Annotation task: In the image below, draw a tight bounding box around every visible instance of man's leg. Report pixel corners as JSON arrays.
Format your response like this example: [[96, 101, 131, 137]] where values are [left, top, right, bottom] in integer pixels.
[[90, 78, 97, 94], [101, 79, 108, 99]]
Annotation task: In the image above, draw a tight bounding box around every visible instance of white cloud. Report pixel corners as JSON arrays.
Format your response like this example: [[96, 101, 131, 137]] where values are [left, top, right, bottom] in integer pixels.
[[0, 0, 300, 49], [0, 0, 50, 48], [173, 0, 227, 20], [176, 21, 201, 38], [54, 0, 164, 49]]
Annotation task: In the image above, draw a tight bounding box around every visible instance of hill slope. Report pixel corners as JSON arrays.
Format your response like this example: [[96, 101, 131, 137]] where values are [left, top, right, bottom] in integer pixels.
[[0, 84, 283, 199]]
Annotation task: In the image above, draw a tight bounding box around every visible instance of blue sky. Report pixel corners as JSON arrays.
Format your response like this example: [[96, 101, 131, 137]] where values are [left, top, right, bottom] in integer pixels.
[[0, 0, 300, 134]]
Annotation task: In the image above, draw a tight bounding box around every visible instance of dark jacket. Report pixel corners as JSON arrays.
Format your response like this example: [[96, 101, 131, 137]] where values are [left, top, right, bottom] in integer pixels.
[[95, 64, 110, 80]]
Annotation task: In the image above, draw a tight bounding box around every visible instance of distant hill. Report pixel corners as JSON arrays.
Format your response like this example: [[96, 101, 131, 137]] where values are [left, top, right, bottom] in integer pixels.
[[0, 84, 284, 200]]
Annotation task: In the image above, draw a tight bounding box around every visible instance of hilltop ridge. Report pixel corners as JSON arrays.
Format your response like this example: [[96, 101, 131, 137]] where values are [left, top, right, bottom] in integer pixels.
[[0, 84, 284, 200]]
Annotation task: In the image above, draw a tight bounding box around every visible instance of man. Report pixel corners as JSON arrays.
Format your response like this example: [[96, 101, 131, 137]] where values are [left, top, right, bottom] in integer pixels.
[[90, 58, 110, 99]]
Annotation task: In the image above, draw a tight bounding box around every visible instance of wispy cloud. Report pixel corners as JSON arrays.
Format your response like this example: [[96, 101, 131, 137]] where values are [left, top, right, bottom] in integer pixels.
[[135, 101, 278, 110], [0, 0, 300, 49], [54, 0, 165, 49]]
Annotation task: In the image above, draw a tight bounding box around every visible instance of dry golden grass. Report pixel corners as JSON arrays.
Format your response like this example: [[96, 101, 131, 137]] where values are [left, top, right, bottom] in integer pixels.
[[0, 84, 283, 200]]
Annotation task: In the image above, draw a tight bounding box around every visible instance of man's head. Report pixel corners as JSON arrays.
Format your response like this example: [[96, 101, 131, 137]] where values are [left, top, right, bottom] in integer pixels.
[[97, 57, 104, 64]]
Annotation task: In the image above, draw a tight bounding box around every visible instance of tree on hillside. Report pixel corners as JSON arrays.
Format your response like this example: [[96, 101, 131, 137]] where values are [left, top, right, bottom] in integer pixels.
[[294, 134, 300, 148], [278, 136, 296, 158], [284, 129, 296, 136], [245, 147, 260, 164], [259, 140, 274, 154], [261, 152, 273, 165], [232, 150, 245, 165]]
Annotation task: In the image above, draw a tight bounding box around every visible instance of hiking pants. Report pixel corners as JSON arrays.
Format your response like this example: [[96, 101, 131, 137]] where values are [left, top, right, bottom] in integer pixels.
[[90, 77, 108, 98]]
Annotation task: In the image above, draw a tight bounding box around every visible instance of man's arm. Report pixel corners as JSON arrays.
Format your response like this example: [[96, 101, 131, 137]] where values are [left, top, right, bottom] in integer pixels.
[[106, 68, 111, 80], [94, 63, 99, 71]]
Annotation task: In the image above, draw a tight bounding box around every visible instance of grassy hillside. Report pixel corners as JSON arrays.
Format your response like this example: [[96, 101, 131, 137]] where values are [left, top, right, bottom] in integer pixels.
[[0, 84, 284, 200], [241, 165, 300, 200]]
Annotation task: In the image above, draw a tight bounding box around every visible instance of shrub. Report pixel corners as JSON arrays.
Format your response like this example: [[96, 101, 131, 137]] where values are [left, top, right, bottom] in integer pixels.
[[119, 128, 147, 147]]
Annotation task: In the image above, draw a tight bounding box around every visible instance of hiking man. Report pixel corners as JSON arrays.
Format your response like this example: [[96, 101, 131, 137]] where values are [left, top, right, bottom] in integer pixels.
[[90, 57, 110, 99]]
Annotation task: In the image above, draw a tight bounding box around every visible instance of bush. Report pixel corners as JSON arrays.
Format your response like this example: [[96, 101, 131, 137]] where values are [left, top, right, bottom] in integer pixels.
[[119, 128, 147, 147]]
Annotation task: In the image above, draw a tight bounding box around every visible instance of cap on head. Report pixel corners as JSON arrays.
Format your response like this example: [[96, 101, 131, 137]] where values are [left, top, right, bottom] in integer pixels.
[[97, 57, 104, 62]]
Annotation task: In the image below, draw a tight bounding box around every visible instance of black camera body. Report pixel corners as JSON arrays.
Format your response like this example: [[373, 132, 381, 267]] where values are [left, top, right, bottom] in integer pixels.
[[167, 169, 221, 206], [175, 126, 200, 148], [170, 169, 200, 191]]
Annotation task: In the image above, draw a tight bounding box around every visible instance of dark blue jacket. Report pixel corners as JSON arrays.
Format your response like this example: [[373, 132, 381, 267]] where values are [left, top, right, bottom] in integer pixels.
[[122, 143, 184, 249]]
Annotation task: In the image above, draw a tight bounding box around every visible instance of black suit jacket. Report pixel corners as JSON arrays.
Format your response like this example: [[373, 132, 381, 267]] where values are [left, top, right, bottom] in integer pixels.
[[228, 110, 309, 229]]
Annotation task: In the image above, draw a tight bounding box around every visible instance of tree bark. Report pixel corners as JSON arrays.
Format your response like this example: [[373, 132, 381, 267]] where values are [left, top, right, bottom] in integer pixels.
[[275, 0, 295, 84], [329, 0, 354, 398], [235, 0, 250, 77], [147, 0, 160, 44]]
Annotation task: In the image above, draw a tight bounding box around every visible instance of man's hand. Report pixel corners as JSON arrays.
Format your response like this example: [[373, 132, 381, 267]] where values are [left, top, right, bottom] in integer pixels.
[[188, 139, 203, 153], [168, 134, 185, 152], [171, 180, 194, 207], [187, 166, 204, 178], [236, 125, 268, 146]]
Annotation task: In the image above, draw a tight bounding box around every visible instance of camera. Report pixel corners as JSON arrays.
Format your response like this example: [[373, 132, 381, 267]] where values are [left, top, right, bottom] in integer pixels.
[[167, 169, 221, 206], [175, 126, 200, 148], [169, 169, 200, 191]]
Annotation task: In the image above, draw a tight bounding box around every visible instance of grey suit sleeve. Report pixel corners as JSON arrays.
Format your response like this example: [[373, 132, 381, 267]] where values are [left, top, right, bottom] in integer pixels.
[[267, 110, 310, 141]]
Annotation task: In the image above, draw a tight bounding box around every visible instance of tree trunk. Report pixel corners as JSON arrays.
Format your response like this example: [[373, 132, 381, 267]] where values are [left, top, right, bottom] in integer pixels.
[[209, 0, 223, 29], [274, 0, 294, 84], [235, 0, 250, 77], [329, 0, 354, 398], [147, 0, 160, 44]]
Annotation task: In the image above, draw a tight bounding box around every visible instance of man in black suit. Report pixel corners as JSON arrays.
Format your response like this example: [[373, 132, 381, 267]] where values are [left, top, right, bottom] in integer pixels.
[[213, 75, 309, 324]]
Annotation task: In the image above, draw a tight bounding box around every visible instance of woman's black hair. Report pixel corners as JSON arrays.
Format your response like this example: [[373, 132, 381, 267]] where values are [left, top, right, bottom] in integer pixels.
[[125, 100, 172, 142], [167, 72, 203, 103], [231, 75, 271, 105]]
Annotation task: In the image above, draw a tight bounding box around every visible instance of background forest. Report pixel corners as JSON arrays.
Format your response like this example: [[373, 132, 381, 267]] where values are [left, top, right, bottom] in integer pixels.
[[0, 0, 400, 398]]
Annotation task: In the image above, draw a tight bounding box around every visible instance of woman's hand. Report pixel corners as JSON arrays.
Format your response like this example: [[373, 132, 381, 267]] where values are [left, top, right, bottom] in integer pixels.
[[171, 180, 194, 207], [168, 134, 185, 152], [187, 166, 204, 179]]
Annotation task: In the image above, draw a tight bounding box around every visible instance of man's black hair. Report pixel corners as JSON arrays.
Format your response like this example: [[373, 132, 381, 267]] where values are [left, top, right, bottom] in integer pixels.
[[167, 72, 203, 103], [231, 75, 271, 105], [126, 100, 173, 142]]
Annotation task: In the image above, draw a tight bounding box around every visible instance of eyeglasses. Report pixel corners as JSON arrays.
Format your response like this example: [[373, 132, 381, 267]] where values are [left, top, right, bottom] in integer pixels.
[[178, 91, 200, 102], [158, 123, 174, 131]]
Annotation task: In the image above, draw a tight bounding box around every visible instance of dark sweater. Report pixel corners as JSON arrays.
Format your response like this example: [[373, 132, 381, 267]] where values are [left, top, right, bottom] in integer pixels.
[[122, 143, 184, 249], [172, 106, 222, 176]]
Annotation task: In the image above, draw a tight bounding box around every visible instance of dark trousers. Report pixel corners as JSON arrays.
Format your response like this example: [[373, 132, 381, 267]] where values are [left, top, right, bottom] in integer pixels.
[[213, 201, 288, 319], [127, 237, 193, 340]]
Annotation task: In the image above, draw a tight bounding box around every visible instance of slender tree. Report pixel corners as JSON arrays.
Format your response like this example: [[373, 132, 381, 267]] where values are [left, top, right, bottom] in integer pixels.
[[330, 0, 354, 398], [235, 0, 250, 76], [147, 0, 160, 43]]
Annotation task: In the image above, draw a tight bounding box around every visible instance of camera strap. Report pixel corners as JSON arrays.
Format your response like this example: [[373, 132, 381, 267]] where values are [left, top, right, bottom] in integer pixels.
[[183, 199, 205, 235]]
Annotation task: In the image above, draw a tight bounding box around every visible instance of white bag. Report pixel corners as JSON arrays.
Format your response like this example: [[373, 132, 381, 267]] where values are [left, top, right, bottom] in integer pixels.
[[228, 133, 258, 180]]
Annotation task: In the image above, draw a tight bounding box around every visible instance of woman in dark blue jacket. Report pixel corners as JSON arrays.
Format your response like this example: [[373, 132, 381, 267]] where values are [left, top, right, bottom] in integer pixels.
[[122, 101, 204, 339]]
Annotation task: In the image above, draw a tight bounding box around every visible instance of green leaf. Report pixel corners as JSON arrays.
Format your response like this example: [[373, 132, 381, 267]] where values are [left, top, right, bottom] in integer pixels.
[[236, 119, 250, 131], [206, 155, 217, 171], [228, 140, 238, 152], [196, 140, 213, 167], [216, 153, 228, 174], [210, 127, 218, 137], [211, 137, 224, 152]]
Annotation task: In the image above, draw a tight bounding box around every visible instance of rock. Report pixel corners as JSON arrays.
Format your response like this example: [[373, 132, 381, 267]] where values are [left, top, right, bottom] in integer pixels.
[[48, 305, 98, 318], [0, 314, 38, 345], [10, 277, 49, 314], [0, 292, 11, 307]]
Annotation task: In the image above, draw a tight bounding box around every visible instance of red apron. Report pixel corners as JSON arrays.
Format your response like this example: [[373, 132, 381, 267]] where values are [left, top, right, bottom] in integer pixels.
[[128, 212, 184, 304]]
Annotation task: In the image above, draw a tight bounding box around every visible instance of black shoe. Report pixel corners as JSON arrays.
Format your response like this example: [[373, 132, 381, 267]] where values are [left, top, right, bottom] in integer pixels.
# # #
Written task:
Write out again, unchanged, the items from the line with "grass. Report pixel corners as JSON arrays." to the line with "[[97, 57, 104, 64]]", including both of those lines.

Right answer:
Annotation task: In the image above, draw a tight bounding box around every visible instance of dry golden grass. Report pixel corners as JSON arrays.
Format your response like this example: [[96, 101, 131, 137]] where values are [left, top, right, bottom] in integer pixels.
[[0, 84, 283, 200]]
Annotation task: In the image above, draw a tight bounding box around every visible instance of man's head. Report pixel corners as JSON arrays.
Format your response like this example: [[96, 101, 131, 137]] where values are [left, top, right, bottom] in integer pixels.
[[97, 57, 104, 64]]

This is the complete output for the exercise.